▸ **Task goal**
Below are the entries; count the lines in them that contain the word "item" and give only the number.

▸ **Given records**
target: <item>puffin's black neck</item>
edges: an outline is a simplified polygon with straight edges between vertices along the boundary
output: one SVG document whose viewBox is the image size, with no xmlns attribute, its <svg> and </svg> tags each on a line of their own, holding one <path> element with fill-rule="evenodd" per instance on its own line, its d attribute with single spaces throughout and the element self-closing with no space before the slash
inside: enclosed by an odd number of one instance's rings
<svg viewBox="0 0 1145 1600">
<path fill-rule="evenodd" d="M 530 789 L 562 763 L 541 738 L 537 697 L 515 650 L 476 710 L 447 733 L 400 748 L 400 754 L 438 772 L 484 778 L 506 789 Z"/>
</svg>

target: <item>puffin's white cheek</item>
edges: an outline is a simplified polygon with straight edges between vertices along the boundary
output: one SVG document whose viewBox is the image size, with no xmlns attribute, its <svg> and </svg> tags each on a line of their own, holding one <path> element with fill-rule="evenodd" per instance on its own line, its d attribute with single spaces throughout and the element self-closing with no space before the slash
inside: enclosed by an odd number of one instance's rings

▸ **Output of the task**
2